WORK REQUIRED —
Restate exactly, and only, the lines from the one containing "Target: ceiling" through the end of the entries, keeping both endpoints.

··· RECORDS SHOWN ···

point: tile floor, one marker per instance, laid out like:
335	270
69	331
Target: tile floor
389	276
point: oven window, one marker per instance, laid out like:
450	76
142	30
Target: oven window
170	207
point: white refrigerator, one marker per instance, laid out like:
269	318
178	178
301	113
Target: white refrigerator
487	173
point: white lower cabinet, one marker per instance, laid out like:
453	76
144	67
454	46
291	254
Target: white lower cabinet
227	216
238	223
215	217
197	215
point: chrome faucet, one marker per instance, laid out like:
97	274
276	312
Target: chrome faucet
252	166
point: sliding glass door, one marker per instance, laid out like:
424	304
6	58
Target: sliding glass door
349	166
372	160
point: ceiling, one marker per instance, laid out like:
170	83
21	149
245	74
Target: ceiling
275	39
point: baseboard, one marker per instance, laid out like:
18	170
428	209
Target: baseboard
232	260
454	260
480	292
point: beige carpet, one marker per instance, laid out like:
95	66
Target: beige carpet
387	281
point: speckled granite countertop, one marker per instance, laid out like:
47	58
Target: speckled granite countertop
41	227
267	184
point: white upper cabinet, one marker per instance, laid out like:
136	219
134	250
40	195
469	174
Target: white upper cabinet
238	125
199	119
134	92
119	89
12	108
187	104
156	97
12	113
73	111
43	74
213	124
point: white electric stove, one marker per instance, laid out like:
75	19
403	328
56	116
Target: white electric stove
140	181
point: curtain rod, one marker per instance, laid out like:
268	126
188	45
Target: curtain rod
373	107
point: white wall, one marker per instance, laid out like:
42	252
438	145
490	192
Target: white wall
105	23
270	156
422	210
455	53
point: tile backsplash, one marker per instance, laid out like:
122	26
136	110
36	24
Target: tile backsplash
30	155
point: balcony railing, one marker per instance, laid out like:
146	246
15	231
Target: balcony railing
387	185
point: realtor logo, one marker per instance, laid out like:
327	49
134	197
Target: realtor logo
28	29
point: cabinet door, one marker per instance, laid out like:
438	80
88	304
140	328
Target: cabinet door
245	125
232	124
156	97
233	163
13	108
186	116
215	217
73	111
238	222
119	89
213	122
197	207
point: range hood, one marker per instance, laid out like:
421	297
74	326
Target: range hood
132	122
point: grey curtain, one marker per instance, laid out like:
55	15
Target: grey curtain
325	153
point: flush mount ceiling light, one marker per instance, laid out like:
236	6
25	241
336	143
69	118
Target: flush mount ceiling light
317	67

···

REPLY —
Target: ceiling
275	39
point: baseboard, one marker per instance, laid out like:
18	170
428	209
Target: baseboard
232	260
454	260
480	292
point: beige carpet, one marker per instance, laid out like:
95	66
Target: beige carpet
387	281
point: speckled granite countertop, one marker per instance, laid out like:
47	58
Target: speckled granite countertop
41	227
267	184
point: white upper cabinet, one marker per instance, laid out like:
136	219
134	250
40	195
469	174
Target: white upper cabinet
238	125
199	119
134	92
119	89
12	108
187	104
156	97
12	113
73	111
43	74
213	124
point: white electric stove, one marker per instance, laid out like:
75	19
403	328
56	116
Target: white electric stove
140	181
point: curtain rod, one marker per instance, laid out like:
268	126
188	45
Target: curtain rod
373	107
point: white wall, one marker per instance, laid out like:
42	252
438	145
490	192
Target: white wall
105	23
270	156
422	210
455	53
point: tile backsplash, one marker per instance, laid out like:
122	26
136	110
36	24
Target: tile backsplash
30	155
point: balcony railing, one marker per instance, laid out like:
146	246
15	231
Target: balcony railing
387	185
point: realtor logo, one marker per instance, laid out like:
327	49
134	197
Target: realtor logo
28	29
point: cabinet door, one marker per instance, laid out like:
438	80
88	304
140	328
Target: cabinet door
245	125
232	124
156	97
233	163
13	108
186	116
215	217
73	111
238	222
119	89
213	122
197	207
point: range hood, one marker per instance, laid out like:
421	297
74	326
Target: range hood
132	122
point: grey curtain, one marker per instance, laid out like:
55	15
Target: grey curtain
325	153
point: flush mount ceiling light, one marker per instance, laid out like:
236	6
25	241
336	143
69	118
Target: flush mount ceiling light
317	67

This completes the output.